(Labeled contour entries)

###

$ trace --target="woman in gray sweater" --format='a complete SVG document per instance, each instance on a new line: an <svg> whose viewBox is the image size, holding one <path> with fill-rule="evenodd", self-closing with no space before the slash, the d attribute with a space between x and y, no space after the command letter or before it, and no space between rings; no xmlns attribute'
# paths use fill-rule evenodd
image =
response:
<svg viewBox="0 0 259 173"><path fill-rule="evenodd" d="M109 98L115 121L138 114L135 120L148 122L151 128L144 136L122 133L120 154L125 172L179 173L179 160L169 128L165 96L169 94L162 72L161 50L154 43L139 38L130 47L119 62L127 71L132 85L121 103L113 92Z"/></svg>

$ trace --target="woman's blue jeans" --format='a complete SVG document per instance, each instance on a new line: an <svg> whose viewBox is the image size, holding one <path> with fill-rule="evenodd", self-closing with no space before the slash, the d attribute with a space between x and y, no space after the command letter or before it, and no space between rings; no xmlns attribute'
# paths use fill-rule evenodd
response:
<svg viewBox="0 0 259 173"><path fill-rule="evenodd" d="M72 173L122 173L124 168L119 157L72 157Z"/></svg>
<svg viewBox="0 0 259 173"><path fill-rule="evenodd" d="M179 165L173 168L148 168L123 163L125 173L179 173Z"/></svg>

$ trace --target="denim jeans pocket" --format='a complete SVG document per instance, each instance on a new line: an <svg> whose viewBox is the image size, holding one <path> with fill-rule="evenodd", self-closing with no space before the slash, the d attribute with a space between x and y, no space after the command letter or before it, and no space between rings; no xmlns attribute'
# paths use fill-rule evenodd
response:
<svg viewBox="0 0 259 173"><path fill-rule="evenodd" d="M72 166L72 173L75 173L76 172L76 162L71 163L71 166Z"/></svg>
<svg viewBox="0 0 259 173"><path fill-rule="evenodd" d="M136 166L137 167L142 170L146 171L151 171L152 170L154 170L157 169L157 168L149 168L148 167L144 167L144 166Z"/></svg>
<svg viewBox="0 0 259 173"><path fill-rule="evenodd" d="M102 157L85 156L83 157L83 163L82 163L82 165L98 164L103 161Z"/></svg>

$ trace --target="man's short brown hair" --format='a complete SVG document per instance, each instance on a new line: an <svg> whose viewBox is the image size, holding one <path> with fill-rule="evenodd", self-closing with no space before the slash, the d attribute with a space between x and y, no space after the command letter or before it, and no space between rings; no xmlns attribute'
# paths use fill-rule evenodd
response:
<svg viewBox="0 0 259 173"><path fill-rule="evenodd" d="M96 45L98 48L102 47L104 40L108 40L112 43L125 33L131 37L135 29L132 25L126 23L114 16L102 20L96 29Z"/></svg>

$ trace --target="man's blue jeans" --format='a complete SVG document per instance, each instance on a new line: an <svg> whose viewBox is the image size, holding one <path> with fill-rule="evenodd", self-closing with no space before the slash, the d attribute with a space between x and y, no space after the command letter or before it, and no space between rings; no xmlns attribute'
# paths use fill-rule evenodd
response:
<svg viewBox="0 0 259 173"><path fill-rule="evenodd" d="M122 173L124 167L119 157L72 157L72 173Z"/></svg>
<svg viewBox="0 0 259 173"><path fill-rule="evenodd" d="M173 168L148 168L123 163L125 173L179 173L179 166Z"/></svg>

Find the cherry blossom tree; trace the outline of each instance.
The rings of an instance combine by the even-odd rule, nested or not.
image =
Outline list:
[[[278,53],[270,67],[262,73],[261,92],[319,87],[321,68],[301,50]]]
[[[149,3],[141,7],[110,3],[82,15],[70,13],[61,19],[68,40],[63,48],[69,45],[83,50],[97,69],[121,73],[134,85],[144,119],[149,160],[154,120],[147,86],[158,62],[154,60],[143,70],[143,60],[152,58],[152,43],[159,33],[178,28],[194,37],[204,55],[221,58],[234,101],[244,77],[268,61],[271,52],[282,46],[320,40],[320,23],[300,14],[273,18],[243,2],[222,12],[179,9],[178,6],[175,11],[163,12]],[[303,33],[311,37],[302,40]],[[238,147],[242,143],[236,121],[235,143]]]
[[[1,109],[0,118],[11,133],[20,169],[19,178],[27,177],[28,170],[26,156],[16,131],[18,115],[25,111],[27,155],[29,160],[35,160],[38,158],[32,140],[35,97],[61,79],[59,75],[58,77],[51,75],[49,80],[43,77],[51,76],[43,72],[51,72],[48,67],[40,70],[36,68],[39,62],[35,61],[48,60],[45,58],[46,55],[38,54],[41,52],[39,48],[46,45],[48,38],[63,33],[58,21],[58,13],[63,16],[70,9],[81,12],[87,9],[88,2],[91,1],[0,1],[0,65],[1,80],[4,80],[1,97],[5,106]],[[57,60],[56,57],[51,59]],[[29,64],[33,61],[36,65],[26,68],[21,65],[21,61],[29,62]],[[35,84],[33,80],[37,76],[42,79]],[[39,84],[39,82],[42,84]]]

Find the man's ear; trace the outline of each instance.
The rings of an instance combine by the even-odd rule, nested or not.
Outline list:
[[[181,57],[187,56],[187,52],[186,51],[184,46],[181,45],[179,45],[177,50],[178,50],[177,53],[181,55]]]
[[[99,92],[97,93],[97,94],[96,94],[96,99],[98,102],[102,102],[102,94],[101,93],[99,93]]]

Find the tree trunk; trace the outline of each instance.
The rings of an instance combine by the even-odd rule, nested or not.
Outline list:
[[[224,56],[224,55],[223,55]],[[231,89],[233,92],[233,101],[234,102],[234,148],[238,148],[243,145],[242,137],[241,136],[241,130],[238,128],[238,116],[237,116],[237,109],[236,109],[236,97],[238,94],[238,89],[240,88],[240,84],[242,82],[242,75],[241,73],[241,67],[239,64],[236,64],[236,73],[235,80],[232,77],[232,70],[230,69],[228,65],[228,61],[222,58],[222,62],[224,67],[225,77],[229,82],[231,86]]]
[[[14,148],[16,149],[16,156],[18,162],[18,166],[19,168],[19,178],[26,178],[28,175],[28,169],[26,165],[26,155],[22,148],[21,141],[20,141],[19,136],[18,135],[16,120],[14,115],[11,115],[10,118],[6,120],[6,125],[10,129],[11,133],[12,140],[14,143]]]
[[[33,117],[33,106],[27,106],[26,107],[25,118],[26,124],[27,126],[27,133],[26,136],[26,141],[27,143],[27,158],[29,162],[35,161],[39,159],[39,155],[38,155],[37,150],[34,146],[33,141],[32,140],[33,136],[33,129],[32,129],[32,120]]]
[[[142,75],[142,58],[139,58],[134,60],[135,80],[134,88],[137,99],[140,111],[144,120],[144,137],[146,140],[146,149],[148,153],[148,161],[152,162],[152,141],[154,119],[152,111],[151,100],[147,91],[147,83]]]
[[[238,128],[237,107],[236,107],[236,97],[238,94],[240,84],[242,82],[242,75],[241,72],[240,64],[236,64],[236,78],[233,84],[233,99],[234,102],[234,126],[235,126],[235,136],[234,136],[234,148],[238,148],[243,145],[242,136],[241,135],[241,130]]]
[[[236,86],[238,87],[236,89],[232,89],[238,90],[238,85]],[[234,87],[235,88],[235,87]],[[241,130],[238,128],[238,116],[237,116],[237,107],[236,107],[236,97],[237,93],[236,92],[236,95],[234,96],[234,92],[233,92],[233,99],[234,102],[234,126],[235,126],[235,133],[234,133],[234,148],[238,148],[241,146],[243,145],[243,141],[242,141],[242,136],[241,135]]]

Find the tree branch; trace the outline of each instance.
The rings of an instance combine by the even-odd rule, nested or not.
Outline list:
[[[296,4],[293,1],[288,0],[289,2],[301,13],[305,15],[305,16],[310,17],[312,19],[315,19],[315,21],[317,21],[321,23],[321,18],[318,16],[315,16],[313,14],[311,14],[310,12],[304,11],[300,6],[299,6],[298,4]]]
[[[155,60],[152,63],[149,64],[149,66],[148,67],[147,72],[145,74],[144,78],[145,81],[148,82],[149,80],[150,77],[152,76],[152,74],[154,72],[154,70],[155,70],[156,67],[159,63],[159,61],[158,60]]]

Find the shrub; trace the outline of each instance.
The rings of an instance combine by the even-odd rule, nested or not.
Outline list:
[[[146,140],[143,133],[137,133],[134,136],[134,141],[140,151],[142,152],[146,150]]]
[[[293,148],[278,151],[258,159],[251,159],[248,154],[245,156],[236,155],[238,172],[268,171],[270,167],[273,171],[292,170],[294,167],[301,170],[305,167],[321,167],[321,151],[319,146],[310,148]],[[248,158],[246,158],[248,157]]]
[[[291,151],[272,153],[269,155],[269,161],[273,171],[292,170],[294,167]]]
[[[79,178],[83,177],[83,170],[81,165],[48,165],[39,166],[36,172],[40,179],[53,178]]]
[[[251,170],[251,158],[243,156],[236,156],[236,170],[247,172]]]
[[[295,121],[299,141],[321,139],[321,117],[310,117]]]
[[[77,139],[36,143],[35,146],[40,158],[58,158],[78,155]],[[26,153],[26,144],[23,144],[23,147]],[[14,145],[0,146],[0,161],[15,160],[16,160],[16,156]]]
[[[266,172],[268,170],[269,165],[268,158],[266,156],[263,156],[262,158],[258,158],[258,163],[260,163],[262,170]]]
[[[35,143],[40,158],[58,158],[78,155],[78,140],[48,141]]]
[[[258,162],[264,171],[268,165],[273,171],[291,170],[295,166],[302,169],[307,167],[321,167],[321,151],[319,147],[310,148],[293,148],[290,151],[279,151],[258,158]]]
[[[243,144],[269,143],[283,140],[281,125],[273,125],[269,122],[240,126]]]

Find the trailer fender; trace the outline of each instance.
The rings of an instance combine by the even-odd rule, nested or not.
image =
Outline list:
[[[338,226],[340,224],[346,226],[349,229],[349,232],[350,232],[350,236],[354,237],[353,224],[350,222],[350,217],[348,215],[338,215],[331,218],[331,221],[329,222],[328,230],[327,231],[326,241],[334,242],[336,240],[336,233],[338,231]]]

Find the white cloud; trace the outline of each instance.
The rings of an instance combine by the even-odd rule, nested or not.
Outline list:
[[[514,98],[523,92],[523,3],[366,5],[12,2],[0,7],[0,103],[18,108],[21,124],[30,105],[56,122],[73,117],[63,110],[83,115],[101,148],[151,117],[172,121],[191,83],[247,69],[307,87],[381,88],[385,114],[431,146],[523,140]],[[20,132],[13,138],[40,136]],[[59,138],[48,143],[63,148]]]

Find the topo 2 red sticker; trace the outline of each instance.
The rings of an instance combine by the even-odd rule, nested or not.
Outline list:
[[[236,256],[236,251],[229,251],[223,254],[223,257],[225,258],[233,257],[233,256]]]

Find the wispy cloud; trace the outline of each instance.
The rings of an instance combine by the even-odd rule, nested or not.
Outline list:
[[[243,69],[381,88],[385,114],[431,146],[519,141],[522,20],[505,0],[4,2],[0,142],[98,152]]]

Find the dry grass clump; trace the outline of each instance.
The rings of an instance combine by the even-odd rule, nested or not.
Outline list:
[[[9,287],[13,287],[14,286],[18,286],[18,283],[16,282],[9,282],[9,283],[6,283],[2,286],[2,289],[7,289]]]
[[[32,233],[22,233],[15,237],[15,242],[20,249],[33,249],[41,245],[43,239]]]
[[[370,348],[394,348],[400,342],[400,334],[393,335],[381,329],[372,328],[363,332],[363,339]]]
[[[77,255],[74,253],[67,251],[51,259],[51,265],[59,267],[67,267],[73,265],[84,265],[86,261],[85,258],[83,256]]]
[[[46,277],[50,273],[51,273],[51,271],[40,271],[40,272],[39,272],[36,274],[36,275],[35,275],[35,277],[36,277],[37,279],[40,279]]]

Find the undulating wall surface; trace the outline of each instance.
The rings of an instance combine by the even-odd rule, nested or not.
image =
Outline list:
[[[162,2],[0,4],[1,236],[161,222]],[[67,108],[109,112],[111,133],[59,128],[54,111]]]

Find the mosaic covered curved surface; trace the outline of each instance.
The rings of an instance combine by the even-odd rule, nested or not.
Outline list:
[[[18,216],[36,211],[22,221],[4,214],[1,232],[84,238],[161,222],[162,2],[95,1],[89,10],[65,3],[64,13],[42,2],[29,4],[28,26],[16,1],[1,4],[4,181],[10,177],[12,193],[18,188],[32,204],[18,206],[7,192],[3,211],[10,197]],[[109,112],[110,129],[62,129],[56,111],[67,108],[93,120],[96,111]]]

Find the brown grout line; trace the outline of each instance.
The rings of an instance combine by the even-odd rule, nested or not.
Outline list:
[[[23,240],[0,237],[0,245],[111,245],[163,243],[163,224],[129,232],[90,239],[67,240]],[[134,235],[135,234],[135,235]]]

###

### Objective
Lay out the stretch of the entries above from the line that contains "Find the shrub;" through the line that contains "[[[295,121],[299,141],[321,139],[321,117],[310,117]]]" as a Markdown table with the columns Row and Line. Number each line in Row, and leave out any blank lines.

### Answer to this task
| Row | Line |
|---|---|
| 1 | Find the shrub; trace the outline of each instance. |
| 2 | The rings of an instance combine by the even-odd rule, nested or not. |
| 3 | Outline list: |
| 4 | [[[146,140],[143,133],[137,133],[134,136],[134,141],[140,151],[142,152],[146,150]]] |
| 5 | [[[293,148],[278,151],[258,159],[251,159],[248,154],[245,156],[236,155],[238,172],[268,171],[270,167],[273,171],[292,170],[294,167],[301,170],[305,167],[321,167],[321,151],[319,146],[310,148]],[[248,158],[246,158],[248,157]]] |
| 6 | [[[291,151],[272,153],[269,155],[269,161],[273,171],[292,170],[294,167]]] |
| 7 | [[[79,178],[83,177],[83,170],[81,165],[48,165],[39,166],[36,172],[40,179],[53,178]]] |
| 8 | [[[251,170],[251,158],[243,156],[236,156],[236,170],[247,172]]] |
| 9 | [[[295,121],[299,141],[321,139],[321,117],[310,117]]] |